**Your assignment:** Please continue the account of St John's church in Duxford after its last sentence.

━━━━━ Provided passage

The dominant feature of the church is the splendid Norman crossing. The rood stair is open and can be climbed if, like me, you like climbing things. Then, the eye is drawn to the big chancel. This has a Norman core but the east window is all late Perpendicular (Pevsner thinks it might be 17th century) and there's a very stately Decorated arcade between the chancel and the north chapel. The richness of the tracery in the chapel is brought out by the Spartan condition in which we find the church - the east window, with ornate niches on either side, is particularly fine. It is thought that the chapel might mark the arrival of new money into Duxford, when the patronage of St John's was transferred to Lady Elizabeth de Burgh in 1346 (incidentally also the founder of Clare Hall at Cambridge).

St John's has a wealth of wall-paintings. In the north aisle one can make out two bishops in rich colours. On the underside of the eastern tower arch there is an Agnus Dei. On the west wall of the chancel next to the tower arch are some sketchy scenes of lives of saints. One seems to be St Catherine disputing with the fifty philosophers (who are being savaged by a pair of executioners by the look of it - I'm not sure I can approve).

poor st agatha getting her boobs twisted

There's another female saint who is being tortured by being hung from the ceiling by her hair, and having her breasts pierced with knives and tongs. The excellent education pack suggests that she is also Saint Catherine, which would fit with the other scene, but Mark and I were sceptical. There's no sign of a wheel, for example, and given the unusual form of the torture being inflicted it seems more likely that she is Saint Agatha.

━━━━━━━━━━
━━━━━ Input data

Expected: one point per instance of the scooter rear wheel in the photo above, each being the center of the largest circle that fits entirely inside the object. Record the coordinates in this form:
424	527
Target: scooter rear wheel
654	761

━━━━━━━━━━

**Task response:**
Over the top of the arch is a very damaged crucifixion scene, with some very 14th century-looking knights asleep in a pile. Other things are scattered around, along with the usual vine-leave friezes: there's a lot to look at. The most recent wall-decoration is in a niche next to the tower arch in the nave. It's a rather pre-raphaelite looking Christ in charcoal or pencil, drawn by a soldier here in the Second World War when St John's was used as a lookout post.

There's quite a lot of graffiti around, much of it being medieval. Some in the north chapel also comes from the time between 1657 and 1847 when it was used as the village school. There's also a Templar sign somewhere, although I couldn't find it. The Templars had a manor here in Duxford, an offshoot of their house at Shingay, and the custodian told me that they also had a hand in the building of the hospital of which the chapel is all that remains. All in all, Duxford seems to have been an important place. So, why was such a wonderful church made redundant?

the crossing and east end of the nave - Ben demonstrating that he can fit up rood stairs.

The answer lies in the fact that there have always been two parishes in Duxford. The congregations were fiercely loyal to their respective churches, but the population couldn't really sustain the upkeep of both buildings. As early as 1650 union was suggested, but fiercely rejected. The proposal kept resurfacing throughout the 18th and 19th centuries until in 1874 St John's closed for regular worship. The bells were taken over to St Peter's, and St John's was left gradually to collapse. As it happened, local volunteers saved it as best they could until in 1979 it was taken over by the Trust.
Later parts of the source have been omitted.